# start of SUPPLIED MATERIAL

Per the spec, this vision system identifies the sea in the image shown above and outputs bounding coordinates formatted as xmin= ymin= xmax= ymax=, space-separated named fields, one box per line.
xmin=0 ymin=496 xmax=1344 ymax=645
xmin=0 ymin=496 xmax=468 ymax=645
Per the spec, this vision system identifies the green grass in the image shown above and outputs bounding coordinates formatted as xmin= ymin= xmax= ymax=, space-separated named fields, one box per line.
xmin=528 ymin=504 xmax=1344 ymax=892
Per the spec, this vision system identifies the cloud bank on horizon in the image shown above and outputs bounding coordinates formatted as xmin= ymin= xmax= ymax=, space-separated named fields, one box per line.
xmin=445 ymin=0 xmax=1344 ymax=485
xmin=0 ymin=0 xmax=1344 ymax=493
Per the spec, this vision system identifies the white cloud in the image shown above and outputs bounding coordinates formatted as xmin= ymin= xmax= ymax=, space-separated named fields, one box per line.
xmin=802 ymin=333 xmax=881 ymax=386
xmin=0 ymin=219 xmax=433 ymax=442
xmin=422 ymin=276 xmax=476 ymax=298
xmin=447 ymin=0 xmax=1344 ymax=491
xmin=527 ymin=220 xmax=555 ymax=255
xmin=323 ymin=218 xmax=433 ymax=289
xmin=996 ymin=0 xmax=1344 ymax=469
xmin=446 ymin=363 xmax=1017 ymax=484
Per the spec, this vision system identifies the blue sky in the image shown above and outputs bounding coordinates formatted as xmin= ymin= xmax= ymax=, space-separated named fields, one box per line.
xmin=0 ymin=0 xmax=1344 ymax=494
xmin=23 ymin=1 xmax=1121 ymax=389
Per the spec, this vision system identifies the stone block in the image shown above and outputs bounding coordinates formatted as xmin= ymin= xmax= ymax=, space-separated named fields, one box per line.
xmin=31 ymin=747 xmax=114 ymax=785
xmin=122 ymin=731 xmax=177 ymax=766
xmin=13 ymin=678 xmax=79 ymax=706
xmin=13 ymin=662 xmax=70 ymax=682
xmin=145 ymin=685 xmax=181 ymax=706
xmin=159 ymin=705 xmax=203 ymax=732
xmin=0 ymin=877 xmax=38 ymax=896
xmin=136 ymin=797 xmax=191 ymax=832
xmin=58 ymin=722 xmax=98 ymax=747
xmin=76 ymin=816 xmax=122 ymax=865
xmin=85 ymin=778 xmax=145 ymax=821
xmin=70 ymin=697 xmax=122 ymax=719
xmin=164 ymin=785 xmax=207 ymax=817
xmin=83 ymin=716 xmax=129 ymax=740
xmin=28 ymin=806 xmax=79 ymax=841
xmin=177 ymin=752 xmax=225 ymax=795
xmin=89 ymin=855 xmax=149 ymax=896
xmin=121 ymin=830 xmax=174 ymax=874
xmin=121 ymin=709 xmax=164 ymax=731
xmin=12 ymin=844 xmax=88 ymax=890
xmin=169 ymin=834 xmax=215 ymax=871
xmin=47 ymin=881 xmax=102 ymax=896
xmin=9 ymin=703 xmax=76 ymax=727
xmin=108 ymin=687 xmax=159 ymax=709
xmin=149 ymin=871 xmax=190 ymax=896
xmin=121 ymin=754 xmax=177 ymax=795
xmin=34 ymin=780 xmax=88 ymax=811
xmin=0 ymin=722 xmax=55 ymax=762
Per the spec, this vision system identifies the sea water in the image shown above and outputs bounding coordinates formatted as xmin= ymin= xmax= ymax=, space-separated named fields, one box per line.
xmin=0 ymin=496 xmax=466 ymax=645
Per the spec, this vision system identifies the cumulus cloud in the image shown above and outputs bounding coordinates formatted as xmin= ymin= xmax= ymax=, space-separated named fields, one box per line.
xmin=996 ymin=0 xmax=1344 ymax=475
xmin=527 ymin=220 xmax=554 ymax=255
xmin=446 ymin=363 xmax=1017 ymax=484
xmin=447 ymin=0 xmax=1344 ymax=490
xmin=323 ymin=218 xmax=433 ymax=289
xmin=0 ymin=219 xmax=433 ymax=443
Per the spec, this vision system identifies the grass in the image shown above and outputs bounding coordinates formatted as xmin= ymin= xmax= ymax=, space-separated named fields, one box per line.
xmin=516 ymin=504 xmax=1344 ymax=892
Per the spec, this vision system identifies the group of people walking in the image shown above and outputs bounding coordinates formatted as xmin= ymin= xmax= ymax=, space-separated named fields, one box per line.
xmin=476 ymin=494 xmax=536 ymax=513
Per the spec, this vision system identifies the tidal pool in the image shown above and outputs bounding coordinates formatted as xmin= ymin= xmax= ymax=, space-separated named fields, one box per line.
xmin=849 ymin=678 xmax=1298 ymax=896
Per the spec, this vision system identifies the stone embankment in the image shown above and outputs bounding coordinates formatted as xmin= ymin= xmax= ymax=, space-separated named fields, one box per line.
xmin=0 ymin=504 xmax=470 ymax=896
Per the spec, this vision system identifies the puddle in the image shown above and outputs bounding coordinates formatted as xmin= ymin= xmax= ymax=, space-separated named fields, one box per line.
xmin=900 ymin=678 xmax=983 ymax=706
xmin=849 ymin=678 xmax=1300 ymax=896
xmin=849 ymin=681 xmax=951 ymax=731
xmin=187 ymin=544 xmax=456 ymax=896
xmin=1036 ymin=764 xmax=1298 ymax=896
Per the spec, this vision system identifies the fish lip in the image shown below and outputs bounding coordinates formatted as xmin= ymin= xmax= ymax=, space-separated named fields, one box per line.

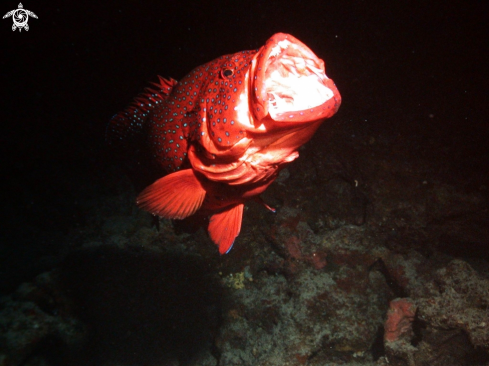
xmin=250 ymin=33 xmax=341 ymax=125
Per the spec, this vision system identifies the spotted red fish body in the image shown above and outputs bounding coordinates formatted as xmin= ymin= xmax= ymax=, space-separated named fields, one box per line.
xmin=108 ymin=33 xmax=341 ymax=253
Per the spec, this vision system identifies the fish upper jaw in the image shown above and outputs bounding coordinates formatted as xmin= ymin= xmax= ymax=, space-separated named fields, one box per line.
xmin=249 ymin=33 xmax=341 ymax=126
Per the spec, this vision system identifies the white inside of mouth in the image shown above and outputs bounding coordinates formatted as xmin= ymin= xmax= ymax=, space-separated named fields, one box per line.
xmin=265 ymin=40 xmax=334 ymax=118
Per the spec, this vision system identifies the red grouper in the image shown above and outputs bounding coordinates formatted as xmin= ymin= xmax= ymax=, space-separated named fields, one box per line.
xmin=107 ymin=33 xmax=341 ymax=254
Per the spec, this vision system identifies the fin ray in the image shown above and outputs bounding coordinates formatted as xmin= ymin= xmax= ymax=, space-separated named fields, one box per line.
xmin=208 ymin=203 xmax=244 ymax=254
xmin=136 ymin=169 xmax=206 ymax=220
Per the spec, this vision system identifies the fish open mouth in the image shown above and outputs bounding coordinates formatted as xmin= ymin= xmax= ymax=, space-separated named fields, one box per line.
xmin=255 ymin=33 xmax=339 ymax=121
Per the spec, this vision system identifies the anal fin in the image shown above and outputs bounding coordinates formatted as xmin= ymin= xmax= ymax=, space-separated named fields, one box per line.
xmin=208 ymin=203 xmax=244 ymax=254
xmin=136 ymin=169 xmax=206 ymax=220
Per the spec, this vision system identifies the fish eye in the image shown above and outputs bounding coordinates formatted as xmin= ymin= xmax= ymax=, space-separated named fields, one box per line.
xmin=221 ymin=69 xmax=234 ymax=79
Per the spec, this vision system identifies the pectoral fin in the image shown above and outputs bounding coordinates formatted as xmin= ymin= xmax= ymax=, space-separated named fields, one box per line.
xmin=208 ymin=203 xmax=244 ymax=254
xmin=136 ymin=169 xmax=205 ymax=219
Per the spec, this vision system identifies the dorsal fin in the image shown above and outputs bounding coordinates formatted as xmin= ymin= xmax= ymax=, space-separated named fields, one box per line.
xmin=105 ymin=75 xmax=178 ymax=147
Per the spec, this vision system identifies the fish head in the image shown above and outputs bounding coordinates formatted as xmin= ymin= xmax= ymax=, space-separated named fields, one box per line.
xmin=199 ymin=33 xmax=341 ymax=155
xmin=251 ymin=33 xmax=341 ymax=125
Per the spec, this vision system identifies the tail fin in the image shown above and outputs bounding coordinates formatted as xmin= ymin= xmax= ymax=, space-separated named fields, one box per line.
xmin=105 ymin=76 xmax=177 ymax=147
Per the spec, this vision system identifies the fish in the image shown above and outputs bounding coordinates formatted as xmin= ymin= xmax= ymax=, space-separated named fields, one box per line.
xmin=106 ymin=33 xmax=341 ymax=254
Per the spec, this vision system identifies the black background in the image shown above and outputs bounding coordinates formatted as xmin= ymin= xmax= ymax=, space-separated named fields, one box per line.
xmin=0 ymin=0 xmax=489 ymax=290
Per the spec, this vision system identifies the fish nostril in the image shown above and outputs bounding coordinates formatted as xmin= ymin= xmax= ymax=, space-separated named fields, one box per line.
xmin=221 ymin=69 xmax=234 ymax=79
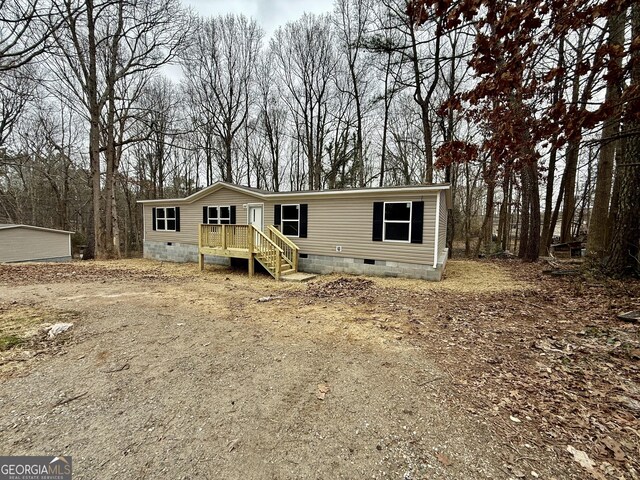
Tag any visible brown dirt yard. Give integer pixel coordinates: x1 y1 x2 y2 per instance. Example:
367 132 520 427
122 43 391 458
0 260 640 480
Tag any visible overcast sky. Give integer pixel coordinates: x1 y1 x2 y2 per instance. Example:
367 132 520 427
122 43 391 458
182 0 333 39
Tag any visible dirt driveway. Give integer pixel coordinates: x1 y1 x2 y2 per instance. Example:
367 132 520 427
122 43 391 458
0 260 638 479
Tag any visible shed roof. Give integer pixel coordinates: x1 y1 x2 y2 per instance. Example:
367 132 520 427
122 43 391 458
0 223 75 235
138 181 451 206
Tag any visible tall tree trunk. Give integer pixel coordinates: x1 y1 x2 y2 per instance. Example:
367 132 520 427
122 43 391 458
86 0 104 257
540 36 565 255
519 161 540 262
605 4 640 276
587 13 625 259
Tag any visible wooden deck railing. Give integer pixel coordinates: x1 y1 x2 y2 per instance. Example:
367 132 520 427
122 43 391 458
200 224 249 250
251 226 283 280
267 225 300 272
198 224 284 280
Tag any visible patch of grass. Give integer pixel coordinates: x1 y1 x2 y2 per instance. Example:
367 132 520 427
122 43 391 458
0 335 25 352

# end of SUPPLIED MATERIAL
# start of SUPPLIED MATERIAL

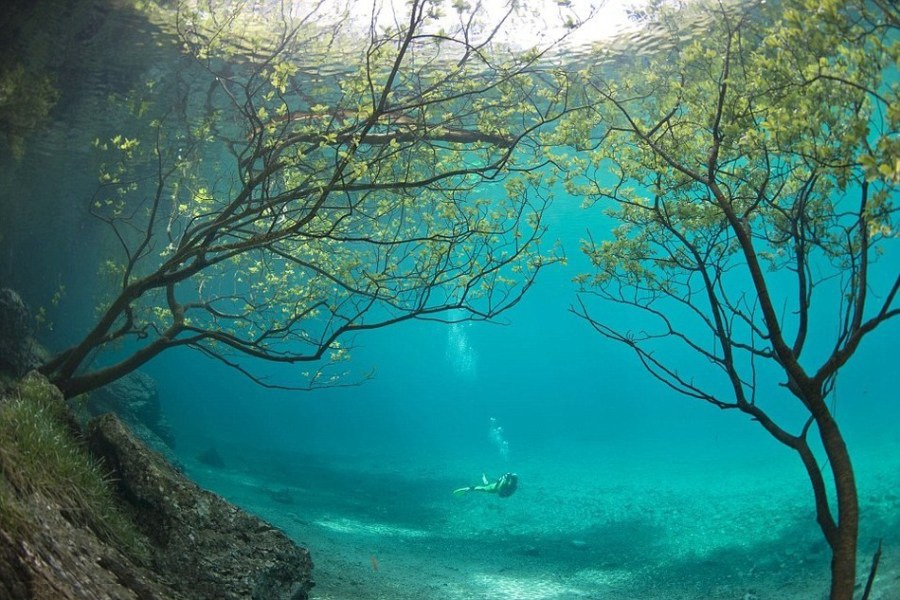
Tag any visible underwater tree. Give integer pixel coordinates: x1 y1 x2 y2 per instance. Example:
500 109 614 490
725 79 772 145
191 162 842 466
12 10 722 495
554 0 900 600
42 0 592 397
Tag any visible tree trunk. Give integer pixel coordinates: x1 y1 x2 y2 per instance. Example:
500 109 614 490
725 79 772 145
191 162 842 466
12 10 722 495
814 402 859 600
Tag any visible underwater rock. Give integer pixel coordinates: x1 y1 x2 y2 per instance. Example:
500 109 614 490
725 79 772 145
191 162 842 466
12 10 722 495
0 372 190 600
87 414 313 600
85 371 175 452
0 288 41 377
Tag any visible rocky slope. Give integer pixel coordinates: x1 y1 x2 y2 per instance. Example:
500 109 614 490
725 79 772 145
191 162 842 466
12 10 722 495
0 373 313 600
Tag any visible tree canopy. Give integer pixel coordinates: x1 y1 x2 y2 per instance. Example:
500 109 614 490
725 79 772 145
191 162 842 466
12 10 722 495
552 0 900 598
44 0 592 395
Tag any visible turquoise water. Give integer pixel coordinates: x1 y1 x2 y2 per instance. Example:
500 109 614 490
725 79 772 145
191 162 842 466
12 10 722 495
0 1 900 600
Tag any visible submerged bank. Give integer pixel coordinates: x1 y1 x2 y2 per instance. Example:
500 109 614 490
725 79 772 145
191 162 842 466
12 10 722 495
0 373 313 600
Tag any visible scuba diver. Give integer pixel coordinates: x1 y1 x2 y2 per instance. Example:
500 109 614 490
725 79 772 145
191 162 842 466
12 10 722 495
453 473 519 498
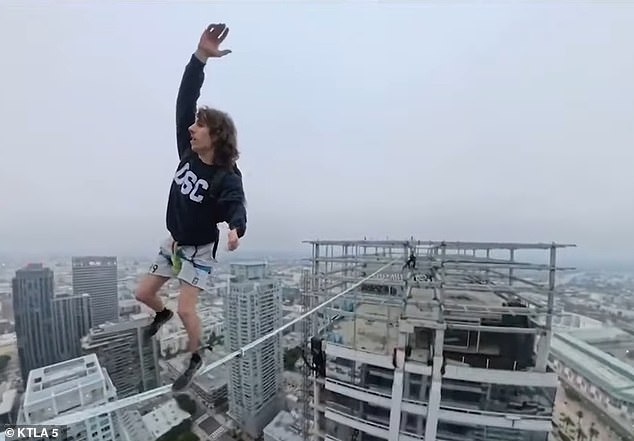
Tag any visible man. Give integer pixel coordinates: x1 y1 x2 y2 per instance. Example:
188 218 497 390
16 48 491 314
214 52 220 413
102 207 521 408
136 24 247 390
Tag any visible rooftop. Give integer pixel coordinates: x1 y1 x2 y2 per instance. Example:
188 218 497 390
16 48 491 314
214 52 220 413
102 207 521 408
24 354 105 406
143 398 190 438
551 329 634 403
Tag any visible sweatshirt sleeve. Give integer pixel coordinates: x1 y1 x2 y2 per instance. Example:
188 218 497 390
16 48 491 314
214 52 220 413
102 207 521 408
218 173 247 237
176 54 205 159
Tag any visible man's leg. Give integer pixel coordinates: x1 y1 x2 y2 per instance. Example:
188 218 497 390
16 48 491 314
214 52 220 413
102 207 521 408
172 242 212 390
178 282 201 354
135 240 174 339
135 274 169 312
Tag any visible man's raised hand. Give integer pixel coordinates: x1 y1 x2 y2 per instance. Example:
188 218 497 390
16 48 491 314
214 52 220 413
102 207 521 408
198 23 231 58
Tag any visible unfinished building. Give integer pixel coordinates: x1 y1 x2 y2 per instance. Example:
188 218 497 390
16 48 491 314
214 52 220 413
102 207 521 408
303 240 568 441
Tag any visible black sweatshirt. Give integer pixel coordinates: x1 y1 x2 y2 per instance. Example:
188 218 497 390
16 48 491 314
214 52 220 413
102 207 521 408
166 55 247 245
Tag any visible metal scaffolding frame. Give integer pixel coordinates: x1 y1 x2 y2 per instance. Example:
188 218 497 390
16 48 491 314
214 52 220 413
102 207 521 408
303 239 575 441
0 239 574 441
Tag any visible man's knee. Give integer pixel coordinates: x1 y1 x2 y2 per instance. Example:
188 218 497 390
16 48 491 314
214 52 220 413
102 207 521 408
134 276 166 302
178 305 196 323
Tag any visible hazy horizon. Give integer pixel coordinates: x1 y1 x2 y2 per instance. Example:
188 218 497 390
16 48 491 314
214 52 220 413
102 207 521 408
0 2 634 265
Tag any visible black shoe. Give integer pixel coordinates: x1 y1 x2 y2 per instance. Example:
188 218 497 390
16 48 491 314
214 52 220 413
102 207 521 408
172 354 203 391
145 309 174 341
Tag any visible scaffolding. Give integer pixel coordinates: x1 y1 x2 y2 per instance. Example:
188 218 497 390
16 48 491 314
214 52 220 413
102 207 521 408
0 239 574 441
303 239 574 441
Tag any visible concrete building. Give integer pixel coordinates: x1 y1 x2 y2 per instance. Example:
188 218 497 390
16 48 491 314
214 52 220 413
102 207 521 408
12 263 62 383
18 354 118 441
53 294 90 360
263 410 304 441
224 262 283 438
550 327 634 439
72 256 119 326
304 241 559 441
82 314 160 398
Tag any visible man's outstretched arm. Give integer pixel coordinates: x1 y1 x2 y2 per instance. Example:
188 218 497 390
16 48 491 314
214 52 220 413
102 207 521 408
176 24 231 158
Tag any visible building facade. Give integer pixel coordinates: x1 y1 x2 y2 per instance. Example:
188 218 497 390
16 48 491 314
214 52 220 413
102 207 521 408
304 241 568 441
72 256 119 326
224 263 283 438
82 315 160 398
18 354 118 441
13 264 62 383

# end of SUPPLIED MATERIAL

PROBLEM DESCRIPTION:
Convert the lines above, starting at the line that contains "Tag any visible metal" and ending at the line that contains "0 2 634 265", into a JSON list of strings with one string per line and blank lines omitted.

SOLVED EXERCISE:
[
  "Tag any visible metal scaffolding frame. Give integer pixel coordinates: x1 y1 x2 y2 per instance. Example:",
  "188 218 497 390",
  "16 48 491 314",
  "214 52 220 413",
  "102 207 521 408",
  "303 239 575 441",
  "0 239 574 441",
  "Tag any visible man's knee. Give integer pixel coordinates: x1 y1 x2 y2 per instance. Example:",
  "188 218 497 390",
  "16 48 491 314",
  "214 52 220 413",
  "102 207 521 408",
  "134 276 166 302",
  "178 305 196 323",
  "Tag any visible hazy horizon. Give integer pixel coordinates: x1 y1 x2 y2 per instance. Example:",
  "188 218 497 390",
  "16 48 491 314",
  "214 52 220 413",
  "102 207 521 408",
  "0 2 634 265"
]